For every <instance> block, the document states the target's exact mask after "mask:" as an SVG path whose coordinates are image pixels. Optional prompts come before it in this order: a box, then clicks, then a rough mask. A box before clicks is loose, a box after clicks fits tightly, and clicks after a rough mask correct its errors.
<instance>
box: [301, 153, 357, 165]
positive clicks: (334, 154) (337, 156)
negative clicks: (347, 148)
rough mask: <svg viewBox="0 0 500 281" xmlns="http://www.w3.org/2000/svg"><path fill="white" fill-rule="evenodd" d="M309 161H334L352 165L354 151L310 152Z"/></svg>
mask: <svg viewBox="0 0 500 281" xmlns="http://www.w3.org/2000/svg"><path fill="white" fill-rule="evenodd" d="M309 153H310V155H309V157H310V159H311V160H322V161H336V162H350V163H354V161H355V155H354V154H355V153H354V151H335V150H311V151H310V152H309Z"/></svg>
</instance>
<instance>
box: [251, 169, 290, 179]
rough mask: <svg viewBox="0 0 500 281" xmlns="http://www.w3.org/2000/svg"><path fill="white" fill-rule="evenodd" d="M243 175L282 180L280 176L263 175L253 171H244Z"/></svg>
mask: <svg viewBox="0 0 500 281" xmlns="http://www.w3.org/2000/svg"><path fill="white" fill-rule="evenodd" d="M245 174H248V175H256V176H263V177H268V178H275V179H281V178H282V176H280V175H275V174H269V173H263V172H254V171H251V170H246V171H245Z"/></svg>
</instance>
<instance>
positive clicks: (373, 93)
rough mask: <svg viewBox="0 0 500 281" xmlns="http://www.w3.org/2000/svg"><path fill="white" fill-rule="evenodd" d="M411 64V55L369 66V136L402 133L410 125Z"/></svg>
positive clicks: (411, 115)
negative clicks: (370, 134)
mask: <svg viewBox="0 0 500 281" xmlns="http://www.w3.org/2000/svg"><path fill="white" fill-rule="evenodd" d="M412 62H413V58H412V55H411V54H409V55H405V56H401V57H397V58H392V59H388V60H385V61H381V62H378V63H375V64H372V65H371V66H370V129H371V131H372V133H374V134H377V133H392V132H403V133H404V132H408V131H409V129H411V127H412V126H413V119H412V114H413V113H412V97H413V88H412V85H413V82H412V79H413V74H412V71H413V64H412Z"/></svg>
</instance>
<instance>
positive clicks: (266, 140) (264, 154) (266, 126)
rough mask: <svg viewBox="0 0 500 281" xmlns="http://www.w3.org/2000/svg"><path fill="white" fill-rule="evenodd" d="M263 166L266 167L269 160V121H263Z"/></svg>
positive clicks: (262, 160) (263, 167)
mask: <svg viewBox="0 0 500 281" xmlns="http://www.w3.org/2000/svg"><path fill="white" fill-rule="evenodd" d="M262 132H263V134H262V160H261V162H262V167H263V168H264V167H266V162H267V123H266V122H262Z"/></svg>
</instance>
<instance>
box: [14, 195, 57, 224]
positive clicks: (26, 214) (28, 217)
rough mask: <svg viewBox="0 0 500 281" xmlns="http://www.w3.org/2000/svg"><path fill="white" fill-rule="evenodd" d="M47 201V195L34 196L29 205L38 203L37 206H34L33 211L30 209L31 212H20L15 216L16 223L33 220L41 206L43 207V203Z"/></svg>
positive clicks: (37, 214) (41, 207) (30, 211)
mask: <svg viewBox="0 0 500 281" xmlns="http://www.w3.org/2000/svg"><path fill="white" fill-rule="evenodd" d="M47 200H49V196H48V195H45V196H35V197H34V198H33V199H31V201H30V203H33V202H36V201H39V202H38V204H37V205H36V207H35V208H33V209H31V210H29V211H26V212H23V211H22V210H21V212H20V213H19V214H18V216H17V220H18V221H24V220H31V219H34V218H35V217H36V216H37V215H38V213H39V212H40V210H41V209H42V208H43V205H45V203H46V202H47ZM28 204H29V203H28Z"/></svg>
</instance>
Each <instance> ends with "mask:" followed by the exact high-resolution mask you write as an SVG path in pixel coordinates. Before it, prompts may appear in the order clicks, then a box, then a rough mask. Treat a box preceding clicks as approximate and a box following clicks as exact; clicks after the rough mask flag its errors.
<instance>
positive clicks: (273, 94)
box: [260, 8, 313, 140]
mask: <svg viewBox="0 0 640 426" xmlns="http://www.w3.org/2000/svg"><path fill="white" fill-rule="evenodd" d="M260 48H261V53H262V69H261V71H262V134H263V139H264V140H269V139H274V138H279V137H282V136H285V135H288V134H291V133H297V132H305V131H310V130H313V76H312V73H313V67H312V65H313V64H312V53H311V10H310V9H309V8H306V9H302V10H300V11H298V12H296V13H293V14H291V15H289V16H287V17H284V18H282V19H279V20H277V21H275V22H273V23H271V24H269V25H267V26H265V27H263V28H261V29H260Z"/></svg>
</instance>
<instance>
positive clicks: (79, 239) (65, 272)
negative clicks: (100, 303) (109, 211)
──────────
## ACTION ITEM:
Please give back the records exactly as written, beginning at the first line and including the line that holds "box: [251, 169, 290, 179]" as the last.

## OUTPUT FOR THIS TASK:
For every <instance> block, the document states the target's exact mask after "mask:" as an SVG path whose coordinates are image pixels. Optional prompts come before it in this order: a box, then clicks, then a rough mask. A box before clicks is loose, a box after clicks fits tightly, and clicks after a rough mask correct its errors.
<instance>
box: [301, 153, 357, 165]
positive clicks: (334, 154) (337, 156)
negative clicks: (347, 148)
rough mask: <svg viewBox="0 0 500 281" xmlns="http://www.w3.org/2000/svg"><path fill="white" fill-rule="evenodd" d="M309 161H334L352 165L354 151L310 152Z"/></svg>
mask: <svg viewBox="0 0 500 281" xmlns="http://www.w3.org/2000/svg"><path fill="white" fill-rule="evenodd" d="M309 153H310V155H309V157H310V159H311V160H322V161H336V162H350V163H354V161H355V155H354V154H355V153H354V151H335V150H311V151H310V152H309Z"/></svg>
</instance>
<instance>
box: [251, 169, 290, 179]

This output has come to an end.